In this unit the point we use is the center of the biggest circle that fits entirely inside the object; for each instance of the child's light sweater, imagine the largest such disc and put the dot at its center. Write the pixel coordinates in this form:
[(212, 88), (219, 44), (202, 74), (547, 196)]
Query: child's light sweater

==

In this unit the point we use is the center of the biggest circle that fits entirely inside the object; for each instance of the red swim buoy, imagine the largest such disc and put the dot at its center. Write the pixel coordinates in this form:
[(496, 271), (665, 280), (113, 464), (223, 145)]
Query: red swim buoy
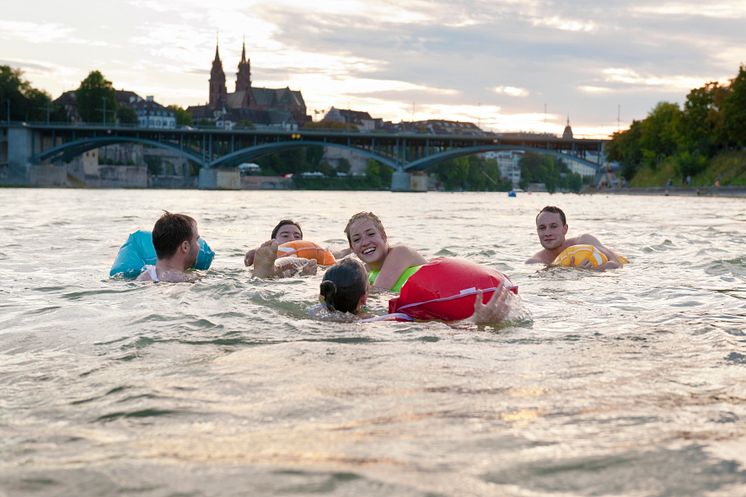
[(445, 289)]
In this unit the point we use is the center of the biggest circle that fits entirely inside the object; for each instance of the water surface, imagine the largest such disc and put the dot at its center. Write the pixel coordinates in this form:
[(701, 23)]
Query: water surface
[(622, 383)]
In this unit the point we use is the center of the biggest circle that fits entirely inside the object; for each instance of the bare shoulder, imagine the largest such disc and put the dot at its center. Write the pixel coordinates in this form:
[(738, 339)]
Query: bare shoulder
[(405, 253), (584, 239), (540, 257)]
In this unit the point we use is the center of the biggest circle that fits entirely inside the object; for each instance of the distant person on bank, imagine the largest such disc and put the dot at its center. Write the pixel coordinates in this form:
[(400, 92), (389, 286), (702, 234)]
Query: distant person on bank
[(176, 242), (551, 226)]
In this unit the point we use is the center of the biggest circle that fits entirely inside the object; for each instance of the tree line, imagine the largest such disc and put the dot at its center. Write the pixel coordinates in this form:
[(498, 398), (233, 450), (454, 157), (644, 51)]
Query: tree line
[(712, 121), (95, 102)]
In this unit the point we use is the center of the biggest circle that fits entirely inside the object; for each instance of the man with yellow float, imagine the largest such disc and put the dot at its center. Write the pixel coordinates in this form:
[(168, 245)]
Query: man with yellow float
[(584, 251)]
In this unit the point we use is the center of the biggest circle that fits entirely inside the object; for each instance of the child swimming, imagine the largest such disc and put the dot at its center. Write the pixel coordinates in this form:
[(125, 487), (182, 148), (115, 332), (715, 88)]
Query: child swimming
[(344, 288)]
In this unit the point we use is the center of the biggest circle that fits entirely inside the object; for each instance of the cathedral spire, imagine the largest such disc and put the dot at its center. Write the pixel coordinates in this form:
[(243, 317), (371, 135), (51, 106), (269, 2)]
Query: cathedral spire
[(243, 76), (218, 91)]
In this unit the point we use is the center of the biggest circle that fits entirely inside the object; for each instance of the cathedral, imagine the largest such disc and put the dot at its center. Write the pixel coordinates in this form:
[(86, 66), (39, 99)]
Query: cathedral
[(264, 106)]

==

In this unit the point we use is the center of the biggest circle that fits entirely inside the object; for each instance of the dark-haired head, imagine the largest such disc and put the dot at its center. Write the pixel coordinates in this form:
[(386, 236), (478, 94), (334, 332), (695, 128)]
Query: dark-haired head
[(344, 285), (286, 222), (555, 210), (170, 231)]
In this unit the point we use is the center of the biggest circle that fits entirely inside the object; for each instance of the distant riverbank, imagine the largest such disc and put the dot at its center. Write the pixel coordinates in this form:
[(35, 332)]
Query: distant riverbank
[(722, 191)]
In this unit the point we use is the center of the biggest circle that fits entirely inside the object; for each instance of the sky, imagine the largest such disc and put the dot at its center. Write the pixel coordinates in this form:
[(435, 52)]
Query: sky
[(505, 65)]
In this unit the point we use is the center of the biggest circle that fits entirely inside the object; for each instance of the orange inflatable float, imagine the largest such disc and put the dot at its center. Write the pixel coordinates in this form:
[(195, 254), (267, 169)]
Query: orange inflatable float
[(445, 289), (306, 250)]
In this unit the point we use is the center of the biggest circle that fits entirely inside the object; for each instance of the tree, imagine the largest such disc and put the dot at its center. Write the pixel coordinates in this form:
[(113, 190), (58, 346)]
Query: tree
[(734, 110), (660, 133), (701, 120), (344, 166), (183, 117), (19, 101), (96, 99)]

- [Your objective]:
Rewrite the lines starting at the one containing "of the child's" and ending at the one containing "Query: child's light sweater", swapping "pixel coordinates" for "image coordinates" and keeping everything else the same.

- [Exercise solution]:
In this unit the point we use is the center of the biggest circle that fits entirely inside the object; for each instance of the child's light sweater, imagine the largest such disc and put the dot at its center. Write the image coordinates in this form:
[(212, 88), (219, 44), (202, 74), (547, 196)]
Query: child's light sweater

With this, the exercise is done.